SOURCE DATA ->
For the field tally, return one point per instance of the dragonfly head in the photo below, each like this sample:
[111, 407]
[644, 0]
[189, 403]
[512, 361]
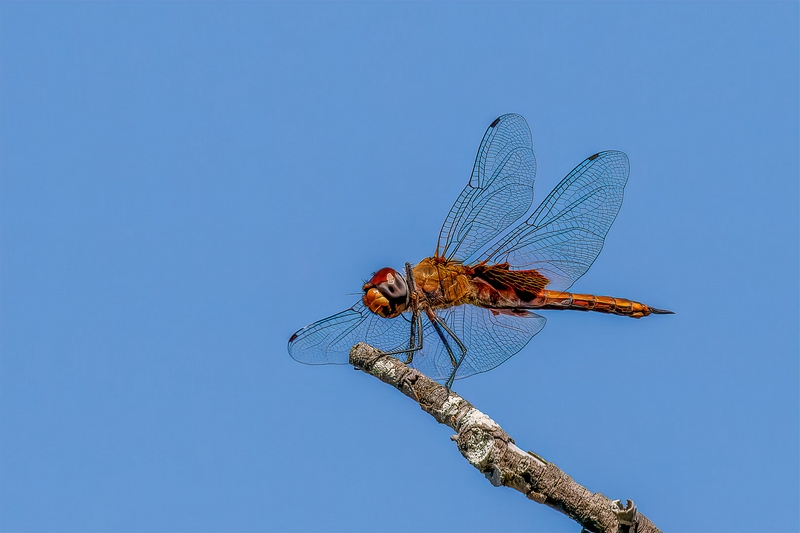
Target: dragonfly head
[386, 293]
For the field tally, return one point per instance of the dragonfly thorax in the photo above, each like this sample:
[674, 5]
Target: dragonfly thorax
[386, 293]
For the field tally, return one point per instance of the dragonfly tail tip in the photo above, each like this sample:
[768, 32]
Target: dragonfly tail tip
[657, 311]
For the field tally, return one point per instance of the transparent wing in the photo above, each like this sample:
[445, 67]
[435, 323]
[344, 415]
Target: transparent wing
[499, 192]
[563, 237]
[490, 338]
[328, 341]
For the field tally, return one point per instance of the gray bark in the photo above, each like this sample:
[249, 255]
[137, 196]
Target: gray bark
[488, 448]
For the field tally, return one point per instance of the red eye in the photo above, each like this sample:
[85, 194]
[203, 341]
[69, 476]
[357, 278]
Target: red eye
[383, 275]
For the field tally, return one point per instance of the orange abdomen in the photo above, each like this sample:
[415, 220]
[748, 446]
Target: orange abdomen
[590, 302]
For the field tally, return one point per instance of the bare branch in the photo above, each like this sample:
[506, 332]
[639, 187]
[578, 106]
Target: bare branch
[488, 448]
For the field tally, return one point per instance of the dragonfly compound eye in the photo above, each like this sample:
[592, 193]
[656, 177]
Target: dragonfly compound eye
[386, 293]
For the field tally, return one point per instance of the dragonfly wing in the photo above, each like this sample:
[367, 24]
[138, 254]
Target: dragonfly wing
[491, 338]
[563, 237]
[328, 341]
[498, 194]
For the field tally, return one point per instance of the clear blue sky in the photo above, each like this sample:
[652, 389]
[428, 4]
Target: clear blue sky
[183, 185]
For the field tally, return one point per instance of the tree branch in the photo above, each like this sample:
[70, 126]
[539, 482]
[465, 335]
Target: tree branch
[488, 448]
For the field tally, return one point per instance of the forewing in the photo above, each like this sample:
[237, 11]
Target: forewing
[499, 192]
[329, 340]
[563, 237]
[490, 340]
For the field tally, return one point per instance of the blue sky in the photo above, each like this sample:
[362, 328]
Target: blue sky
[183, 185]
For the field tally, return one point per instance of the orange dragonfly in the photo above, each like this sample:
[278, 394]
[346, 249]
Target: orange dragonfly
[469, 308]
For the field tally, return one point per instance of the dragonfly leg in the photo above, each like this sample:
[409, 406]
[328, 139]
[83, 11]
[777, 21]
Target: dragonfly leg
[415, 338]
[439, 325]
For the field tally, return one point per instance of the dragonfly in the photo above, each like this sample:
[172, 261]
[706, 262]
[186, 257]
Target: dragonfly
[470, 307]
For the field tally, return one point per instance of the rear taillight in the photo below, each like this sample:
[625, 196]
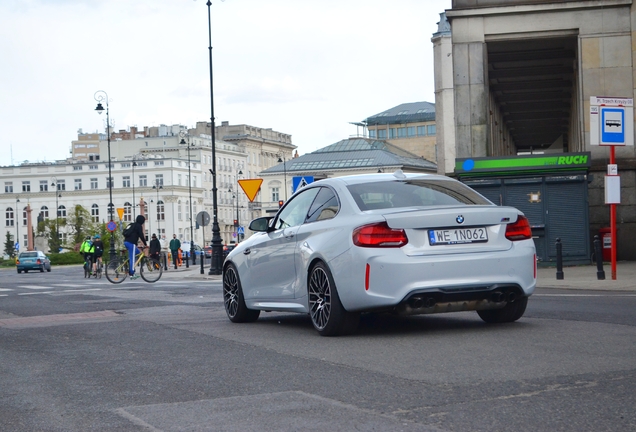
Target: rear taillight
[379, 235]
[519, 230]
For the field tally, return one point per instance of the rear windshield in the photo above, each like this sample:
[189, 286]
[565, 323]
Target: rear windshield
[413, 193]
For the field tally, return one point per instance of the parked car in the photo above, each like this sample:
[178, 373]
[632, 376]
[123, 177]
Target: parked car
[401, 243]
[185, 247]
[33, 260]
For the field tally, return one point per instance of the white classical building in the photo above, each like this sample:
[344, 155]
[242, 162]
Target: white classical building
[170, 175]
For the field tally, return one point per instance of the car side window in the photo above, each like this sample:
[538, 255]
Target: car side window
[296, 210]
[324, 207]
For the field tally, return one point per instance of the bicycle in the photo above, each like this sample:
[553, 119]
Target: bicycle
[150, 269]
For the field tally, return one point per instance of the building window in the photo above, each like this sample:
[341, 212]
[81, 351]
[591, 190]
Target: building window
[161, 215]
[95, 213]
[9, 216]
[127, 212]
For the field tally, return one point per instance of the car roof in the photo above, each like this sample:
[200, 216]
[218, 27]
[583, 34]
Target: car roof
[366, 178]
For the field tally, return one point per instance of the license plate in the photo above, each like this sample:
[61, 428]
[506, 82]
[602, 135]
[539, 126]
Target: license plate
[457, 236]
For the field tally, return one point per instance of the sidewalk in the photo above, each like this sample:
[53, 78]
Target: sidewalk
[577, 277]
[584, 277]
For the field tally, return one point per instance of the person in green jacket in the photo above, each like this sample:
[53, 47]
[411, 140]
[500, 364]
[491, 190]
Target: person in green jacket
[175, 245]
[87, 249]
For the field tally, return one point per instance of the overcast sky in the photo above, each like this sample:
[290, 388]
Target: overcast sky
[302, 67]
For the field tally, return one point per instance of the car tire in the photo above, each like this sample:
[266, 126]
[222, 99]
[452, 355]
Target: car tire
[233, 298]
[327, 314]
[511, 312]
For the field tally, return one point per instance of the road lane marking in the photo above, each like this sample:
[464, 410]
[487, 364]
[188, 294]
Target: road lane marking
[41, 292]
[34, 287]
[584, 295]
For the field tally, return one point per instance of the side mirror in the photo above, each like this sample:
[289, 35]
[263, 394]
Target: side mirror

PROBLEM STATEMENT -> Find every line above that contains the word "below", and return each one.

RESPONSE TO THE EXERCISE ->
For the field tally, return one point per instance of the dragonfly head in the photo below, each like this sample:
For the field tally, return one point per instance of the rear taillight in the photo below, each like this sample:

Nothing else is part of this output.